● **Problem set**
(1) In the dvc walkthrough, translate this sentence into Spanish: "Now we can use dvc to save the data to our Google Drive folder."
(2) Echo the dvc walkthrough word for word, everything from "cd data/raw" down to "Google Drive folder.".
(3) Write out every command line that appears in the dvc walkthrough, one per line.
-- START OF Selected text --
We are going to use the MNIST dataset that we can easily download from Google. But first, we need to create the folder where we save our data. Create a folder called data and create 3 subfolder inside it named raw, interim and processed with an additional .gitkeep inside each subfolder. Raw is where we placed our raw data, interim is where we create a cleaned version of our data and proccessed is where the data that’ll be used for experiment will be.

Go to data/raw and download the data manually first from an external source

cd data/raw
wget https://storage.googleapis.com/tensorflow/tf-keras-datasets/mnist.npz

mnist.npz will be right inside our data/raw folder. Now we can use dvc to save the data to our Google Drive folder.

uv run dvc add mnist.npz
uv run dvc commit
uv run dvc push

It’ll create a mnist.npz.dvc file that is used by dvc to track our data. This file is the only file that is pushed to Github, so there is no need to push a lot of data to Github and it’ll definitely be a hassle to manage when we have multiple GB of file to work with.
-- END OF Selected text --
-- START OF Extracted material --
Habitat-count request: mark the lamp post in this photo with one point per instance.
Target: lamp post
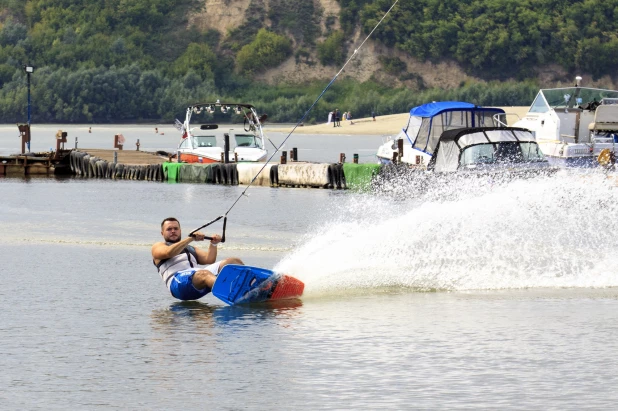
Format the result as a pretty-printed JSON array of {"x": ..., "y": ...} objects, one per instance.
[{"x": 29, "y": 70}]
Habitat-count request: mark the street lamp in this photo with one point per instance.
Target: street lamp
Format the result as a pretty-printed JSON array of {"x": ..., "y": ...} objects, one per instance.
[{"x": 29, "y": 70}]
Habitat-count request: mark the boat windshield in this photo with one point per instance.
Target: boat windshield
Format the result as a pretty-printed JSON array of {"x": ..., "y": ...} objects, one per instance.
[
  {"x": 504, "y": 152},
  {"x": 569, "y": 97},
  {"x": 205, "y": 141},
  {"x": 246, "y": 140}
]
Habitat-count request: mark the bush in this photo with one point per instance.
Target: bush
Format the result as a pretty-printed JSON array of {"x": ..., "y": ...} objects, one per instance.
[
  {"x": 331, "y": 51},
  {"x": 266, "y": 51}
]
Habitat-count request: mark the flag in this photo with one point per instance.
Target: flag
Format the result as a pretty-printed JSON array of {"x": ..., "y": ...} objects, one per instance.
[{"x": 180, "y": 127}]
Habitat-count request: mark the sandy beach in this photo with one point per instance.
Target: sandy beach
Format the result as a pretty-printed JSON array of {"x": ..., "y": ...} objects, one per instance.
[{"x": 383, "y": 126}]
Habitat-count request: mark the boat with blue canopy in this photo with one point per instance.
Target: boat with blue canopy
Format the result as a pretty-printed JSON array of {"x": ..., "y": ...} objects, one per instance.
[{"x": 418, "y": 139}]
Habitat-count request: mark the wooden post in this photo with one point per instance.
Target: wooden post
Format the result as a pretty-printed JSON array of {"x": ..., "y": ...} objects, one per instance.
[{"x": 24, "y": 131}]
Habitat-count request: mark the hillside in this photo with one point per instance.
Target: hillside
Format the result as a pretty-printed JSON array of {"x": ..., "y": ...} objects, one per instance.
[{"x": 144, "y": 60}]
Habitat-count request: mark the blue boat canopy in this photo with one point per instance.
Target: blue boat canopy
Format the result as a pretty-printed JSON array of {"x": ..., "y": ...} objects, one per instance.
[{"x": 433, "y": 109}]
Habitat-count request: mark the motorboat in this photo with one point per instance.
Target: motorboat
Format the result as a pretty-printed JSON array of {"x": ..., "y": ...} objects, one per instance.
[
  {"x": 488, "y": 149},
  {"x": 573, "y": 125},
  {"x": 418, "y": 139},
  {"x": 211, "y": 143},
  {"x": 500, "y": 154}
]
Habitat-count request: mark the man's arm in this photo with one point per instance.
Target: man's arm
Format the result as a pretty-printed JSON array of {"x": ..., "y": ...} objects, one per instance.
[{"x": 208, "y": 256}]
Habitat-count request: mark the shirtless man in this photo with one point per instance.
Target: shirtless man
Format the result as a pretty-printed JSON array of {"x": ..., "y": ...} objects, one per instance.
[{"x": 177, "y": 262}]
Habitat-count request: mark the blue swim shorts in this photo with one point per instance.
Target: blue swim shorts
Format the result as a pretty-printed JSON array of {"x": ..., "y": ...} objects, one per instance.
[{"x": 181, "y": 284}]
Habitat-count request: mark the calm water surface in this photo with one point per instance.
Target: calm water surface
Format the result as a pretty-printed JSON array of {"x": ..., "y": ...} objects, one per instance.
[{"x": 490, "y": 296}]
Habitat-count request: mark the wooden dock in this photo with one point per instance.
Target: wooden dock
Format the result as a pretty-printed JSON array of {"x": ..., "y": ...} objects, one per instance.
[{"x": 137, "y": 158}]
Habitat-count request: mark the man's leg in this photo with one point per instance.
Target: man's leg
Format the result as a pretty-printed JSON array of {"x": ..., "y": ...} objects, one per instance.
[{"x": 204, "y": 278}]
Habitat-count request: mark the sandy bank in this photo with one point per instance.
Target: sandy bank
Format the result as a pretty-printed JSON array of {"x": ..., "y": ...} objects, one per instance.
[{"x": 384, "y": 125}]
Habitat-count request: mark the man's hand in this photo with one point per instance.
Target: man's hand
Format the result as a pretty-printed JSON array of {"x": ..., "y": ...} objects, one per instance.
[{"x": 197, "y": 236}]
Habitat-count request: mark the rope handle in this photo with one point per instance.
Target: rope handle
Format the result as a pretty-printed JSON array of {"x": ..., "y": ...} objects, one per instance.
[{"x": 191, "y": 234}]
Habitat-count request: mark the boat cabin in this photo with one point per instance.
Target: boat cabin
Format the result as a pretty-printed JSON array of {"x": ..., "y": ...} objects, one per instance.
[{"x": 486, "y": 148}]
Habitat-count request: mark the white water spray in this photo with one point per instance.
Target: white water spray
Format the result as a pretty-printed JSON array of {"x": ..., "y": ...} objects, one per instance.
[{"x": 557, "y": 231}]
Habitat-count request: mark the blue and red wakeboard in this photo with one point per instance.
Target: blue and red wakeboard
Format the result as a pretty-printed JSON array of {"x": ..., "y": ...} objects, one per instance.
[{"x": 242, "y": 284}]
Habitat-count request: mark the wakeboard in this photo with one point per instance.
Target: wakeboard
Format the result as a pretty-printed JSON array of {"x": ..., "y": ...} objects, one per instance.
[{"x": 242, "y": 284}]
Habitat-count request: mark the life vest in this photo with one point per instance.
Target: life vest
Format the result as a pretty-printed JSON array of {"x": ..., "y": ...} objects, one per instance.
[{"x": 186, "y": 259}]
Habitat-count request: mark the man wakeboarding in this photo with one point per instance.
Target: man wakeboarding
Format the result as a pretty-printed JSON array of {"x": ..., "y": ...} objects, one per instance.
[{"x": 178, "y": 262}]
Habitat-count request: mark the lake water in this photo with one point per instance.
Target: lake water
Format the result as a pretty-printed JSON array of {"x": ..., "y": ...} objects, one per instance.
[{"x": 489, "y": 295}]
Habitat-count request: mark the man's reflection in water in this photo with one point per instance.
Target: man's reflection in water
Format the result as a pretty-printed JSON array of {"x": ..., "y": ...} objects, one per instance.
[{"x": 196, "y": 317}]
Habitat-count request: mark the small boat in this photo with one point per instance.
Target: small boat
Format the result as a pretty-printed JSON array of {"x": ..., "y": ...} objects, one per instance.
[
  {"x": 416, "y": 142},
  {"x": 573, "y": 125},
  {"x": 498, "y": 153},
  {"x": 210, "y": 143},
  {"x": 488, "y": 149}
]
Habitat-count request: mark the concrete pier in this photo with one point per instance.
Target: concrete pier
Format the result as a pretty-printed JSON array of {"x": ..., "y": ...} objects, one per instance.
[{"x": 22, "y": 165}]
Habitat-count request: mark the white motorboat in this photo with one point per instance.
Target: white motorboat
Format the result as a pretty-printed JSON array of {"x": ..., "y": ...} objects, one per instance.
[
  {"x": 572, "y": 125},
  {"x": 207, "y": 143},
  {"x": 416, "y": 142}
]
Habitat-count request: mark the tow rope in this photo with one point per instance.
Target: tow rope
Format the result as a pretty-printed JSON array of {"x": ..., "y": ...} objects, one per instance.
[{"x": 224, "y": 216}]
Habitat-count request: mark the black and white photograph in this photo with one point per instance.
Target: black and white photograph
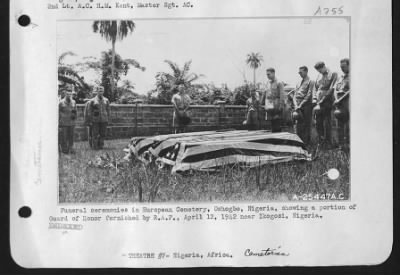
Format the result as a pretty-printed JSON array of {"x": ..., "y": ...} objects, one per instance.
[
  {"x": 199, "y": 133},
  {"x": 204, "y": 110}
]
-- END OF Extracted material --
-- START OF Extracted material --
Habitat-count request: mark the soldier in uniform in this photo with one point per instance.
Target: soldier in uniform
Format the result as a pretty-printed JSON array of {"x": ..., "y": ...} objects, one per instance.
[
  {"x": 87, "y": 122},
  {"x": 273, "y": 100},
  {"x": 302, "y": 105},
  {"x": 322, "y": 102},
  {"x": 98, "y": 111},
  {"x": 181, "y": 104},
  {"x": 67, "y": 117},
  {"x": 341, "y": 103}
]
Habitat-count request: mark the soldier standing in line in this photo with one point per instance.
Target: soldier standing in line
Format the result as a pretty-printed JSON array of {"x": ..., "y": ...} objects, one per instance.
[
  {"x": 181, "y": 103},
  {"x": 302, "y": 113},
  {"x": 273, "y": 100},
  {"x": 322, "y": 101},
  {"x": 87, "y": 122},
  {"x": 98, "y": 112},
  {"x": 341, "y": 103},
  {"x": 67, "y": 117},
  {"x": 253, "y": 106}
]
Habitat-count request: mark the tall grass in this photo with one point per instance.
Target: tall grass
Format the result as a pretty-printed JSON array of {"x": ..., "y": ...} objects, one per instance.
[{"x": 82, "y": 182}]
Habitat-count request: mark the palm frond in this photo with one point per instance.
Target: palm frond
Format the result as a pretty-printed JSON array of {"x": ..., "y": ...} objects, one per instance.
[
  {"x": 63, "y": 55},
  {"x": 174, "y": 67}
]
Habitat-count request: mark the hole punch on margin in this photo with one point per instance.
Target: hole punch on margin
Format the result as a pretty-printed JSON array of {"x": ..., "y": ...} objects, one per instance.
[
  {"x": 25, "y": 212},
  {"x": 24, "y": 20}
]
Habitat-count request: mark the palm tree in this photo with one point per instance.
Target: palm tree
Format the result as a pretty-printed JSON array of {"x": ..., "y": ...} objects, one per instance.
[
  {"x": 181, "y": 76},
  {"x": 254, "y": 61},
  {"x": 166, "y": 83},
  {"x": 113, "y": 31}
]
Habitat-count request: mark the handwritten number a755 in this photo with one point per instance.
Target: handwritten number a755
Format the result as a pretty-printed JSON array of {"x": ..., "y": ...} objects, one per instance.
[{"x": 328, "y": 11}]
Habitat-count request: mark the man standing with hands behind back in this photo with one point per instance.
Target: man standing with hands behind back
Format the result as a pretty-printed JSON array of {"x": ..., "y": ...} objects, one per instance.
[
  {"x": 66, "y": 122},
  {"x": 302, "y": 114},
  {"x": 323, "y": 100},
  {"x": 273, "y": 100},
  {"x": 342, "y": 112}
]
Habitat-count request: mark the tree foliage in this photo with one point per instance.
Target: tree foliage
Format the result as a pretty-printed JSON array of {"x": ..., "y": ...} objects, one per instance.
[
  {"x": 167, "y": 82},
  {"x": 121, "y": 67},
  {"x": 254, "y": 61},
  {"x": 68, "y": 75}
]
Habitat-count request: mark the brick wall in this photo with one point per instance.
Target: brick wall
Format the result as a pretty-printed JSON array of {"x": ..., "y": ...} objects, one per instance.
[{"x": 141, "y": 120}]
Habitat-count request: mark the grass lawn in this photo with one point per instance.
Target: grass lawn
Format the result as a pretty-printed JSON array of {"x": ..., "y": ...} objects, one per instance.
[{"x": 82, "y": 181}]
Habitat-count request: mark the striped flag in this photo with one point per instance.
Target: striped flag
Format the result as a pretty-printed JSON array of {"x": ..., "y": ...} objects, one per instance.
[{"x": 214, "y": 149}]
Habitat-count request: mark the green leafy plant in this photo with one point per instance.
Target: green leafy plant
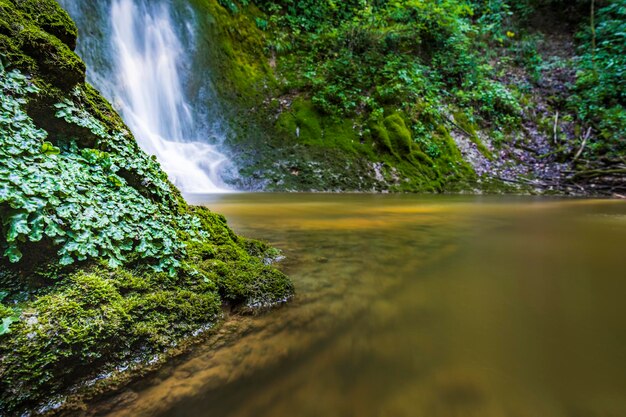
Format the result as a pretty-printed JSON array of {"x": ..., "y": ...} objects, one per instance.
-- END OF Extracted material --
-- START OF Extracted material --
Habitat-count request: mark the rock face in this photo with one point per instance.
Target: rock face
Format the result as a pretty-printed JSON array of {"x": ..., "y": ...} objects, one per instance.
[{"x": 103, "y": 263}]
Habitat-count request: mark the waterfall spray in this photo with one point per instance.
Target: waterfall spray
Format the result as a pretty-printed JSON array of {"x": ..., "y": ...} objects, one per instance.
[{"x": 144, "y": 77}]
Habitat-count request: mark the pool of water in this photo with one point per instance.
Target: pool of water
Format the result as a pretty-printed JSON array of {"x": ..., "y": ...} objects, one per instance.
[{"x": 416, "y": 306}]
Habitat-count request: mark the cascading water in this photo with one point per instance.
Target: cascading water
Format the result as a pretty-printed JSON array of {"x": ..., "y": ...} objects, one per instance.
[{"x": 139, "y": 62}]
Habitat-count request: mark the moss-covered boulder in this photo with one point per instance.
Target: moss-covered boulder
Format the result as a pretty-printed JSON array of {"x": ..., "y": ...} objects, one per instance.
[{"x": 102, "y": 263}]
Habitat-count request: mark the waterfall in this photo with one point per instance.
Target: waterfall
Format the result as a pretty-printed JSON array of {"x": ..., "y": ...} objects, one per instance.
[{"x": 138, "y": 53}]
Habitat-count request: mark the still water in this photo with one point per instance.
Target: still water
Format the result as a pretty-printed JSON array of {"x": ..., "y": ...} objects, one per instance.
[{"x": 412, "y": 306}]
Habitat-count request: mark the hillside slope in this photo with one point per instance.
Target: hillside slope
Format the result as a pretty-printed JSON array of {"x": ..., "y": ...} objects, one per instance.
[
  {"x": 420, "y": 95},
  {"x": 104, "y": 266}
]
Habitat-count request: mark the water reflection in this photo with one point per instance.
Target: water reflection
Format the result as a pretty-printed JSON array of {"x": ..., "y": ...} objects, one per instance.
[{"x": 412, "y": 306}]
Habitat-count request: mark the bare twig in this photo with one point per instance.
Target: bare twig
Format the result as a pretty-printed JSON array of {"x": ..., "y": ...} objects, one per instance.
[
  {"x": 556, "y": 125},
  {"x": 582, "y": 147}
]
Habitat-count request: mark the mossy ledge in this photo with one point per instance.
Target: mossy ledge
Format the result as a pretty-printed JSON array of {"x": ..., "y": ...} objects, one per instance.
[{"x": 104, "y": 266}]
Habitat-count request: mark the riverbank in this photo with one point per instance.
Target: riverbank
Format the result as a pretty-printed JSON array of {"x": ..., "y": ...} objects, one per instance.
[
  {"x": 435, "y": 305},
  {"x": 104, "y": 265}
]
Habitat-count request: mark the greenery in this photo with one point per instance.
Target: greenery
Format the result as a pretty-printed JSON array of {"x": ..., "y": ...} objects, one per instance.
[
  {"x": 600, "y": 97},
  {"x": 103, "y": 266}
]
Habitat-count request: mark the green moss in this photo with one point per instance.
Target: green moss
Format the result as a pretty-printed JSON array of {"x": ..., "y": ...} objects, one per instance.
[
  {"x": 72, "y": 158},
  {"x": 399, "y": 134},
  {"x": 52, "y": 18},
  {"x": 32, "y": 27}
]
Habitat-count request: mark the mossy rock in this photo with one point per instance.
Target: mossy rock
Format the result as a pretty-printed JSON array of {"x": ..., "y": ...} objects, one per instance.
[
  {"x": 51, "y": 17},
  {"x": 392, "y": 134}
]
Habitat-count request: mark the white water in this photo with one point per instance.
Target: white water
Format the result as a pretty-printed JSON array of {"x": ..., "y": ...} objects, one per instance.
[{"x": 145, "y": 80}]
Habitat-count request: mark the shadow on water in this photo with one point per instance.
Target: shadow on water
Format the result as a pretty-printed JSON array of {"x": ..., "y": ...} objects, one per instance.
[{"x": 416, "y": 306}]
-- END OF Extracted material --
● **Written answers**
(1) Ahora podemos usar dvc para guardar los datos en nuestra carpeta de Google Drive.

(2)
cd data/raw
wget https://storage.googleapis.com/tensorflow/tf-keras-datasets/mnist.npz

mnist.npz will be right inside our data/raw folder. Now we can use dvc to save the data to our Google Drive folder.

(3)
cd data/raw
wget https://storage.googleapis.com/tensorflow/tf-keras-datasets/mnist.npz
uv run dvc add mnist.npz
uv run dvc commit
uv run dvc push